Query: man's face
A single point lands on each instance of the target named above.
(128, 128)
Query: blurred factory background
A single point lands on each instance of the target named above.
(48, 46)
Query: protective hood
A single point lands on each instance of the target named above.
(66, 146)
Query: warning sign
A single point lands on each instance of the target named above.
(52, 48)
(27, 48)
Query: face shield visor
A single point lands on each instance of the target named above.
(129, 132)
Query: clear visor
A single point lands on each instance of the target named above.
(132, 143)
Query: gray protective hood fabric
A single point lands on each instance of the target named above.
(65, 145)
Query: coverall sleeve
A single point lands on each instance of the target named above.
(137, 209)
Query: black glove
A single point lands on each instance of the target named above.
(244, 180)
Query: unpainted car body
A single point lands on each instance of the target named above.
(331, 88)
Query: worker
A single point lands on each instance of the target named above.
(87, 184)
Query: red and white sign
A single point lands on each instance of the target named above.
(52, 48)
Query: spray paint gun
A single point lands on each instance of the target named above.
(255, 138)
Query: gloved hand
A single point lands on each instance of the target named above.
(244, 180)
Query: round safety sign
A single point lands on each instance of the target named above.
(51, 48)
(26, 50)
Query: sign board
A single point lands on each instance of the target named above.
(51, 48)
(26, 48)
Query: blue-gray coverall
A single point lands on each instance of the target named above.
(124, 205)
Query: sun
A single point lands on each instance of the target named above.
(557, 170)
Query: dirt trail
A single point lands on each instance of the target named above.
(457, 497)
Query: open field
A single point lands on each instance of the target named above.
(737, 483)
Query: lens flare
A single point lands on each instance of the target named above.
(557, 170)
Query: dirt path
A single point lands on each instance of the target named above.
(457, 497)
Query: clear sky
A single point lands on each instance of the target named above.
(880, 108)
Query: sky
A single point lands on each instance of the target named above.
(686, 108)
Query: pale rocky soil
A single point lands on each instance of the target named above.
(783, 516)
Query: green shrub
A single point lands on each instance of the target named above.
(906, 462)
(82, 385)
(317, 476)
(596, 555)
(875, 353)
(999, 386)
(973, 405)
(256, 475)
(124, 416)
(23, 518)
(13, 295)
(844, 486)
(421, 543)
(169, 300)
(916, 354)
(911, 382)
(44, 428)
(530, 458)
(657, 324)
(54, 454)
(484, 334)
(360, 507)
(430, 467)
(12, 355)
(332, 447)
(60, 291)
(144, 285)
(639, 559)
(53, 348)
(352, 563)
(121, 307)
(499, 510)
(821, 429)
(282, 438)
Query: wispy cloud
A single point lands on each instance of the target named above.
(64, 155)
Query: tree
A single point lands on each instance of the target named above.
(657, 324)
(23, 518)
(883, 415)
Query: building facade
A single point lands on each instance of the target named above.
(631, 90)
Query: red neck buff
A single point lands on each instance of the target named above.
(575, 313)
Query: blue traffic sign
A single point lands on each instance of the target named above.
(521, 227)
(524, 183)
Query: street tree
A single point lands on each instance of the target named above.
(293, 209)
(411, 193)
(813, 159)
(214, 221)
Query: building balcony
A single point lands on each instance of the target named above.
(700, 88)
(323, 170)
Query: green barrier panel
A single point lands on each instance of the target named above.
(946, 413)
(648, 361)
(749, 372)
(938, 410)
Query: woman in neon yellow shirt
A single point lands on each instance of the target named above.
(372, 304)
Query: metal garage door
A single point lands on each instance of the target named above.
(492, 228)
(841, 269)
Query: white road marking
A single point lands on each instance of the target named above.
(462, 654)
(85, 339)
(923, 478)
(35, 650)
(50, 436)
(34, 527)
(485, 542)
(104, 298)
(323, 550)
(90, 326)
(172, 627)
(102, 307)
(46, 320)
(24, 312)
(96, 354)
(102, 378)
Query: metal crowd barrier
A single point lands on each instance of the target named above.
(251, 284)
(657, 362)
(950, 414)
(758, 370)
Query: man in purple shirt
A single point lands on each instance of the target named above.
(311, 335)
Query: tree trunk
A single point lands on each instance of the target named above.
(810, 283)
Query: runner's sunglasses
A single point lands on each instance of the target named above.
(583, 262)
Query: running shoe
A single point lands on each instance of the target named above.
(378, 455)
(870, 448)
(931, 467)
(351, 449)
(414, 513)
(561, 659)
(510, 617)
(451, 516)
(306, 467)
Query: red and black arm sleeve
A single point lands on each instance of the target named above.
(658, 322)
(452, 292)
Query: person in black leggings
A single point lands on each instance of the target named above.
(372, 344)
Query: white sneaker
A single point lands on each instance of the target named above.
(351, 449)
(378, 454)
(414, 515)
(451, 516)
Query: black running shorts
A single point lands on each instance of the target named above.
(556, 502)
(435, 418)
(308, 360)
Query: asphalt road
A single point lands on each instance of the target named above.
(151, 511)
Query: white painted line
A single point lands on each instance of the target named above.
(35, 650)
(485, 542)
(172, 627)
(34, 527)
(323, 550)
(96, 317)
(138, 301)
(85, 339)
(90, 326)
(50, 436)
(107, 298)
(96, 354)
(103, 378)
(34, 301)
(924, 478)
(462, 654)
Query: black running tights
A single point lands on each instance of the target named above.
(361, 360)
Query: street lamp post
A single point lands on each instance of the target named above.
****************
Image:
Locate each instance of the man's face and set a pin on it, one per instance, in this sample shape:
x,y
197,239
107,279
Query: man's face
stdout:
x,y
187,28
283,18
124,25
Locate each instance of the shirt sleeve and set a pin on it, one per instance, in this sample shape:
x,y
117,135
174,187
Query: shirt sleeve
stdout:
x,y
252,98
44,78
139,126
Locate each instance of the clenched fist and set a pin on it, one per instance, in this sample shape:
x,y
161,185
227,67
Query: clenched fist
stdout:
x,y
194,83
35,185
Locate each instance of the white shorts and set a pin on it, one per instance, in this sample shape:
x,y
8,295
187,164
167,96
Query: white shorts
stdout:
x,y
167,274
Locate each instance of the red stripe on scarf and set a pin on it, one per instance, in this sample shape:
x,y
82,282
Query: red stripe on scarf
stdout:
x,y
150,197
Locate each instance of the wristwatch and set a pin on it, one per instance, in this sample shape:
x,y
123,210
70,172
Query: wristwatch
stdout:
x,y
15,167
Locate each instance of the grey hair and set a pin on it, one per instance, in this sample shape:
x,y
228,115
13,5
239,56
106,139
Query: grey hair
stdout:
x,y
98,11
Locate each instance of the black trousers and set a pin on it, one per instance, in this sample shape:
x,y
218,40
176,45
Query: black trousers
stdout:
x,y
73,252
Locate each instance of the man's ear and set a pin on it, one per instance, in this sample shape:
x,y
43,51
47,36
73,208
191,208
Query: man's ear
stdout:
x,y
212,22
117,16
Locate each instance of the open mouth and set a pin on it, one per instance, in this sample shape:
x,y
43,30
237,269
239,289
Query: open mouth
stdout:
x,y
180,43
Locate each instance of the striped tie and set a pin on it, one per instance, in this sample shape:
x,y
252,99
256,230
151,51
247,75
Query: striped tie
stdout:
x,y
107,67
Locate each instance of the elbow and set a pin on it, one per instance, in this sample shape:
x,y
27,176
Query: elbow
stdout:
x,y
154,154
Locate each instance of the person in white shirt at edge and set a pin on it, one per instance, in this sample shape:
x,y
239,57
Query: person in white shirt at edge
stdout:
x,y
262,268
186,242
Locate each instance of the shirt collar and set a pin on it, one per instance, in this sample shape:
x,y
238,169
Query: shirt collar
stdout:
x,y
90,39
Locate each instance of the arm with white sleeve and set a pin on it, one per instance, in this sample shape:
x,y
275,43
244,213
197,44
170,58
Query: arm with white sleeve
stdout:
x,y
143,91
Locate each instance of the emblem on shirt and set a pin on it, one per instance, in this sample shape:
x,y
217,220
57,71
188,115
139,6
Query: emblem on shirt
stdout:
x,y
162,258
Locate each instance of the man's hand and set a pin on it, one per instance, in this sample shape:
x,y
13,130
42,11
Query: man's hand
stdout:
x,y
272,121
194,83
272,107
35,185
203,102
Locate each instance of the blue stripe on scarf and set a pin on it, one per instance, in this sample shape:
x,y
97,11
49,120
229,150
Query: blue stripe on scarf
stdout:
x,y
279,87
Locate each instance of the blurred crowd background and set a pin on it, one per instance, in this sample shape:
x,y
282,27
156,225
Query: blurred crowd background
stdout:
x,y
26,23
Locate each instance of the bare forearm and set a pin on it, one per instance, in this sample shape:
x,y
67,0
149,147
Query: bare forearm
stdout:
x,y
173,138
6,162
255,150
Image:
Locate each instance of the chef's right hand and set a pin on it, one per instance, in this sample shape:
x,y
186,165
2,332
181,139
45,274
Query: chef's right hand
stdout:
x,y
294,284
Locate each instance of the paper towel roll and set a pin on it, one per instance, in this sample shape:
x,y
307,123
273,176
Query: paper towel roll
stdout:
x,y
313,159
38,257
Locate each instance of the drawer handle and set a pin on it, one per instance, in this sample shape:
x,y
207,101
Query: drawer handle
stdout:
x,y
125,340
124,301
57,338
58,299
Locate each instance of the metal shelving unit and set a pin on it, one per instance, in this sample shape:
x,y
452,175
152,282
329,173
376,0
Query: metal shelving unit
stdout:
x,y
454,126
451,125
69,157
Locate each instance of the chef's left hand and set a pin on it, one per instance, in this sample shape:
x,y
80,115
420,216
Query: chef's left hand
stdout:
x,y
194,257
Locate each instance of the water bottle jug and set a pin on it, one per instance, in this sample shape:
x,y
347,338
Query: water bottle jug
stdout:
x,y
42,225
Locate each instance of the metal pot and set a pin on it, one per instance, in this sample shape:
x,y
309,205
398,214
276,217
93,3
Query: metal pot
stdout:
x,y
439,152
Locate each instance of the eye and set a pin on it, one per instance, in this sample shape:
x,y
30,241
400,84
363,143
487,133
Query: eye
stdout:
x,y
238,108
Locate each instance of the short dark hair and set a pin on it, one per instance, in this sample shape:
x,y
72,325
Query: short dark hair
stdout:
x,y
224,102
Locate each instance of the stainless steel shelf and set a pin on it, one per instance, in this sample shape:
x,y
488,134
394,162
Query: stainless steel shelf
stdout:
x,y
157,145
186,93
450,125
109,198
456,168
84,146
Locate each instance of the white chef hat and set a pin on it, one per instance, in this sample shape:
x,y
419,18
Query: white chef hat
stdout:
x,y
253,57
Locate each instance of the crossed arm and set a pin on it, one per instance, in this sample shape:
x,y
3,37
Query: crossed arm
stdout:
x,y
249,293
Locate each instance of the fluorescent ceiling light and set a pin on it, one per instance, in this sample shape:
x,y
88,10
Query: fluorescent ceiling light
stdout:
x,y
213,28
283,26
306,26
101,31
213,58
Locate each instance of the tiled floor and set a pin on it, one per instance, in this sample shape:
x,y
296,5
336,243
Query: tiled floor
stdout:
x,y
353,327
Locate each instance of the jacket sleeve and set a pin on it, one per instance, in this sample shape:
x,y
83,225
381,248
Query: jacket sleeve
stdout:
****************
WORK REQUEST -
Look above for the line with "Locate each instance of the man's ear" and the line with "Query: open mouth", and reproduce exactly those two lines plus every line between, nothing more.

WRITTEN REPLY -
Locate each instance of the man's ear and set a pin on it, one per instance, in this sample shape:
x,y
43,51
47,36
73,208
191,208
Query: man's ear
stdout:
x,y
212,22
117,16
Locate each instance of the open mouth and set a pin on it, one per instance, in this sample shape:
x,y
43,30
237,269
239,289
Query: open mouth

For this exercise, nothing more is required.